*Supplied passage*.
((

March 29, 2023
By Nicolette Foss
Rhythm and timing are especially important for percussion instruments like the hammered dulcimer. Other musicians often tend to follow the rhythm that we are playing. But if you find that you are often playing too fast or too slow, you can lead the whole jam astray! That is why metronome practice is especially important for us hammered dulcimer players..
But you’re not alone. Even the most experienced player still benefits from using a metronome (like Ted Yoder)! In this article, we will introduce you to the metronome, why using one can drastically improve your playing, and how to use it when playing the hammered dulcimer.
What is a Metronome?
A metronome is a tool used by musicians to play rhythms accurately. The metronome emits a steady-sounding pulse (aka the beat). These sounds guide the hammered dulcimer player to strike the strings at the right tempo, or speed at which the song is played.
There are varying types of metronomes including:
- Mechanical: This is the classic metronome that is in a rhombus shape and makes a loud clicking sound to denote the beat. The mechanical metronome has an adjustable weight attached to the end of an inverted pendulum. The weight can be slid up the pendulum to decrease the desired tempo or slid down to increase the tempo.
- Quartz: Quartz metronomes are an inexpensive alternative to mechanical ones. They use blinking lights and auditory cues to signal the beat. The tempo is adjusted by cranking the dial or pressing buttons.
- Digital: Probably the most used today, digital metronomes often come with many customization options. Variations of digital metronomes include handheld, downloadable, phone apps, or software.
To pick out the right metronome for you and your hammered dulcimer, there are several things to consider. If you don’t already have a tuner, you could get an all-in-one metronome/tuner. And if you happen to play a lot on the go, consider getting a smaller digital metronome or a phone app metronome rather than a large mechanical metronome.
However, if you find that visual cues help you, the swinging pendulum of a mechanical metronome may be helpful. Additionally, the flashing lights of the quartz metronome can be a cheaper alternative. You may also be able to find a digital metronome that can add visual cues.
Benefits of practicing with a metronome
You are probably wondering “But why is it important to use a metronome for hammered dulcimer?” Well, here are some very helpful benefits of consistent metronome practice:
- Improves timing: Metronomes help musicians play at the right speed. The more you practice with a metronome, the more skilled you will become with natural timing while playing the hammered dulcimer.
- Gives you a clear goal: If you aren’t playing in time to the tempo, the metronome will show you exactly where you are going wrong. This can be helpful in the beginning stages of learning to play because it gives you an identifiable goal to start to work toward and improve.

))

*Extracted entries*.
((

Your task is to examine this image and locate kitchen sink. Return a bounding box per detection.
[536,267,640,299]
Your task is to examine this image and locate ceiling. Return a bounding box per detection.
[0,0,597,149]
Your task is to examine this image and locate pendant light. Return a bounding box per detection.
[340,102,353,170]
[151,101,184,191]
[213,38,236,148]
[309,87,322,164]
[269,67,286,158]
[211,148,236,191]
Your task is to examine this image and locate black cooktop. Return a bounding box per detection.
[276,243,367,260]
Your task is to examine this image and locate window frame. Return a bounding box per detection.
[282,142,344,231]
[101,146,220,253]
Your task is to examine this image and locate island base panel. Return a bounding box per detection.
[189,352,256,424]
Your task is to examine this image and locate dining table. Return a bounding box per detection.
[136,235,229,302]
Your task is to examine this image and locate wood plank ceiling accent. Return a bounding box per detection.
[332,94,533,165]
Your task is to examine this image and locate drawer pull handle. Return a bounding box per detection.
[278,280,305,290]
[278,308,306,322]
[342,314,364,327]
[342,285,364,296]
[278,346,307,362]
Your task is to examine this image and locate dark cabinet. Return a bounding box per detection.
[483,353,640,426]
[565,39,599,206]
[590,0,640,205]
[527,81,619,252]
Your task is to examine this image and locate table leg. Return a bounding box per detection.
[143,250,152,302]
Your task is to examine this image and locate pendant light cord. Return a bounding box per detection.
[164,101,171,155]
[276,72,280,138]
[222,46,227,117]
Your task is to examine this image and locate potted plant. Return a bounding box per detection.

))

Copy the passage from the metronome text from "- Gives you" to "toward and improve.".

*The completed task*.
- Gives you a clear goal: If you aren’t playing in time to the tempo, the metronome will show you exactly where you are going wrong. This can be helpful in the beginning stages of learning to play because it gives you an identifiable goal to start to work toward and improve.